Exercise passage: Begin

Barnes leads tourney run while caring for baby

Barnes and her Wildcats arrived in San Antonio as outsiders. The 44-year-old had never even led a program to the NCAA tournament. But she and senior Aari McDonald exploded onto the national scene with a Sweet 16 upset of Texas A&M, then stunned UConn as a 13-point underdog in the Final Four.

All the while, Barnes was shouldering mom duties. "We didn't have a nanny," she said earlier this week. "We lost our nanny right before this trip. No one knows that. I don't talk about that publicly. It's been hard."

Especially hard because the NCAA didn't make children a priority. Children were allowed into the bubble with their working mothers, but counted against a team's 34-person travel party limit, meaning head coaches with young kids had to choose between a staffer and their baby. Breastfeeding coaches, like Barnes, didn't really have a choice. And there were reportedly no childcare stipends, no special accommodations in San Antonio.

Barnes said she'd "had people who've stepped up." Her son and husband – Salvo Coppa, an Arizona assistant coach – are part of her "village." Still, the workload was immense. Sleep, of course, could be hard to come by. On the morning of the Final Four showdown with UConn, she was up at 5 a.m.

Exercise passage: End
Data records: Begin

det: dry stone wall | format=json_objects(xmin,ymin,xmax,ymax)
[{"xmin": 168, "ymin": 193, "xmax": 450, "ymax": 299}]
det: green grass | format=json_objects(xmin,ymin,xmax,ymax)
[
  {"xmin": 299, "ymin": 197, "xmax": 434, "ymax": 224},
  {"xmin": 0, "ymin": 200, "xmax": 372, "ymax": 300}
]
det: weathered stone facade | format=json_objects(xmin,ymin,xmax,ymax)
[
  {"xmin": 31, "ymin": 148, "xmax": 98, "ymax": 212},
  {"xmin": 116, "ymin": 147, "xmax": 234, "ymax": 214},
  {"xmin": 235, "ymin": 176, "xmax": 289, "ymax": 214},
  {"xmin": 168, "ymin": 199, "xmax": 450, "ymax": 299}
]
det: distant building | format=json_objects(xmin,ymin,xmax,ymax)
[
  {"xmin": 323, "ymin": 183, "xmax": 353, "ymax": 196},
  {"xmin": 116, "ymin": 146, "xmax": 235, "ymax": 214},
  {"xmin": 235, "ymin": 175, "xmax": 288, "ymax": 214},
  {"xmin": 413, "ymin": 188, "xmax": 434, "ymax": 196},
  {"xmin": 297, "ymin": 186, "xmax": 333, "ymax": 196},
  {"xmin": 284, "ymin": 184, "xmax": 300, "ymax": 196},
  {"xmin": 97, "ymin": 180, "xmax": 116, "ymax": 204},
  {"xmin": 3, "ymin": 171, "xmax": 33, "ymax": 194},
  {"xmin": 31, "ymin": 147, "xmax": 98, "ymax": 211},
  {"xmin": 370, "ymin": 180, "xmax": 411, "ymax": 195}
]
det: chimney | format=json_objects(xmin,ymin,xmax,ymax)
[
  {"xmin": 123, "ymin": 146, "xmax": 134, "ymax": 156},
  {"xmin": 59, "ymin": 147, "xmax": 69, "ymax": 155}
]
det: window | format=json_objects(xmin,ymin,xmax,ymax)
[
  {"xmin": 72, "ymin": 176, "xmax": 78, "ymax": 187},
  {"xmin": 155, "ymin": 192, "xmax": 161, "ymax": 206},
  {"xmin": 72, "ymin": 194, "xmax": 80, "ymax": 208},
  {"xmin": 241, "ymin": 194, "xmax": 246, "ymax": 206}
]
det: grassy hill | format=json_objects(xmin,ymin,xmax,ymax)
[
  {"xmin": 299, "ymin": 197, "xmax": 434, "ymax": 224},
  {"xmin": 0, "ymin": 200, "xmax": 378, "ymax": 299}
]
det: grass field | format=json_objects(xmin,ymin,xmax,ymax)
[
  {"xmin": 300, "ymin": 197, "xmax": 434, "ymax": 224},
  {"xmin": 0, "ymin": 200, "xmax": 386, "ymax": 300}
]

Data records: End

Work instruction A
Rewrite the passage on Barnes's tournament run, starting at "Especially hard because" and ending at "up at 5 a.m.", with "stipends" changed to "allowances".
Work instruction B
Summarize the passage on Barnes's tournament run in two sentences.
Work instruction C
Answer these questions on the passage about Barnes's tournament run:
(i) In which city did Barnes and her Wildcats arrive as outsiders?
(ii) What was the size limit on a team's travel party?
(iii) At what time was Barnes up on the morning of the Final Four showdown with UConn?
None of the material is needed for this work.

Exercise response A
Especially hard because the NCAA didn't make children a priority. Children were allowed into the bubble with their working mothers, but counted against a team's 34-person travel party limit, meaning head coaches with young kids had to choose between a staffer and their baby. Breastfeeding coaches, like Barnes, didn't really have a choice. And there were reportedly no childcare allowances, no special accommodations in San Antonio.

Barnes said she'd "had people who've stepped up." Her son and husband – Salvo Coppa, an Arizona assistant coach – are part of her "village." Still, the workload was immense. Sleep, of course, could be hard to come by. On the morning of the Final Four showdown with UConn, she was up at 5 a.m.

Exercise response B
Barnes, who had never before led a program to the NCAA tournament, guided her Wildcats to a Sweet 16 upset of Texas A&M and a Final Four win over UConn in San Antonio. She did so while caring for her baby without a nanny, under NCAA rules that counted children against a team's 34-person travel party limit and reportedly offered no childcare stipends or special accommodations.

Exercise response C
(i) San Antonio
(ii) 34 people
(iii) 5 a.m.